Continue the news report on Russia's upcoming presidential election, starting with the sentence that follows its final one.

§ Reading passage:
━━━━━━━━━━━━━━━━
Putin, already the country's most popular politician, will have the full backing of the government and state-controlled media in the campaign. Aides say he probably won't campaign much, focusing instead on leadership duties.

Extreme nationalist Vladimir Zhirinovsky is the only other politician to have formally announced his candidacy. Russian wire services said Wednesday that liberal lawmaker Grigory Yavlinsky will declare soon.

Several top politicians who had been expected to run were reconsidering the idea in view of Putin's huge lead.

Former prime minister Yevgeny Primakov and Communist leader Gennady Zyuganov have not said whether they will run. Primakov said last month he would run in the scheduled June balloting, but his party did worse than expected in the Dec. 19 parliamentary elections.

Putin said Wednesday he hoped the presidential election would be clean, free of the smear tactics that characterized the parlamentary elections. During that campaign, candidates accused each other of everything from murder to theft.

"All have agreed that it is necessary to conduct it only within the boundaries of the law," Putin said. "It should be clean, without the war of compromising materials."

Yeltsin's resignation came as a shock to his controversial daughter, who said his family was only told of his plans at the last moment.

"Dad said nothing to his family. When early on Dec. 31 he said at home that he was going to resign, Mom did not even realize that he was resigning the same day," Tatyana Dyachenko was quoted as saying in an interview published Wednesday by the Kommersant daily newspaper.
━━━━━━━━━━━━━━━━
§ Provided data:

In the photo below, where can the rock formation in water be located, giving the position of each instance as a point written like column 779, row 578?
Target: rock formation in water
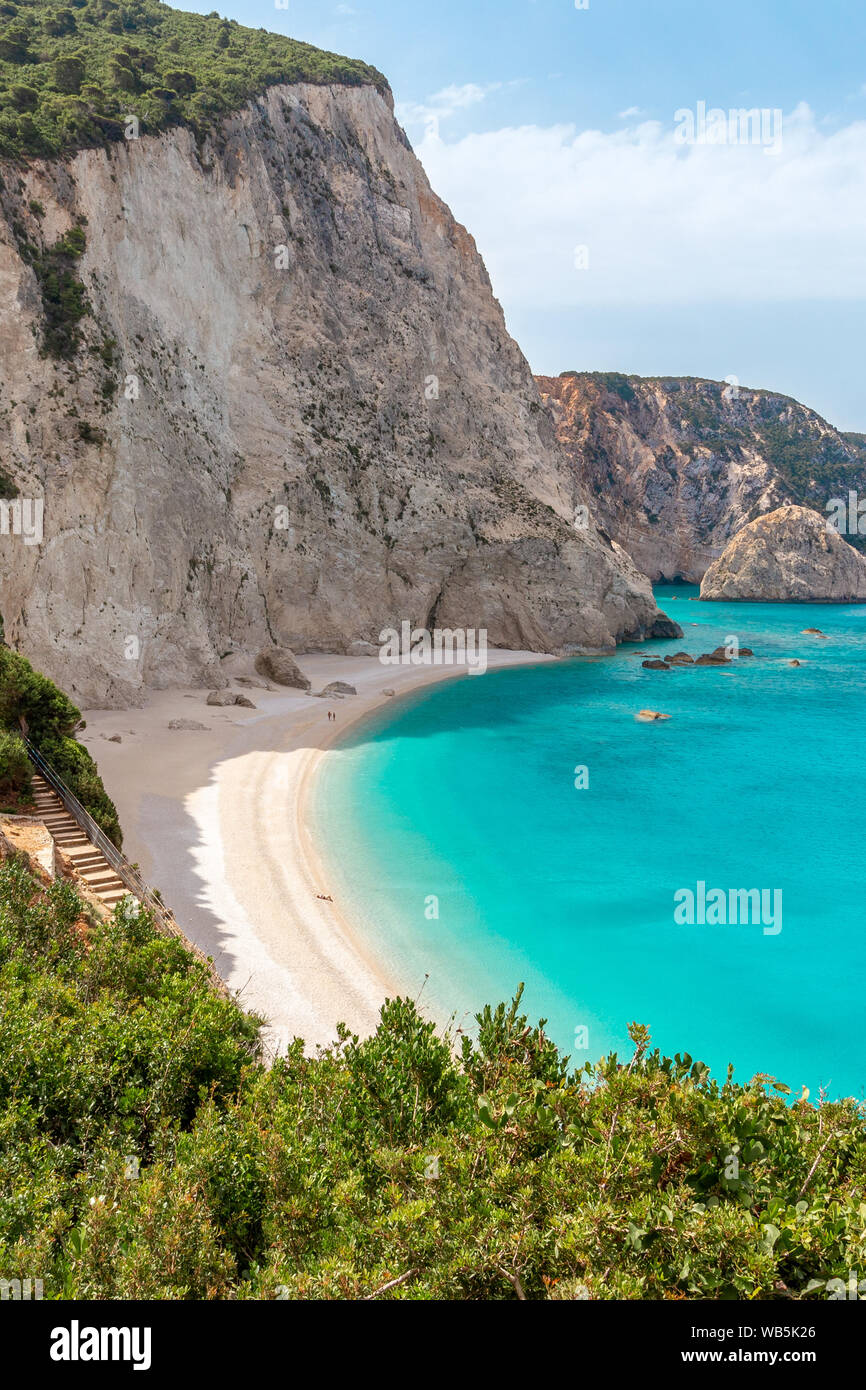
column 673, row 467
column 788, row 556
column 289, row 413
━━━━━━━━━━━━━━━━
§ Solved problem:
Yeltsin now hopes to travel and see the world, said Dyachenko, who has been accused of exercising undue influence over government policy, and has recently been a focus of an investigation into allegations of Kremlin bribery involving kickbacks from a Swiss construction company.

Putin dismissed her Monday from her Kremlin post as a presidential "image adviser."

Earlier, Putin said he knew about Yeltsin's decision to step down about 10 days before it happened. Putin said Yeltsin resigned to give him the best chance of winning the presidency.

"He wanted the presidential campaign to develop according to his wishes. He was helping me," Putin said in a television interview Tuesday evening.

In the parliamentary elections, centrists including the Kremlin-backed Unity faction scored a surprise triumph. The vote was a strong endorsement for Putin, who had backed Unity.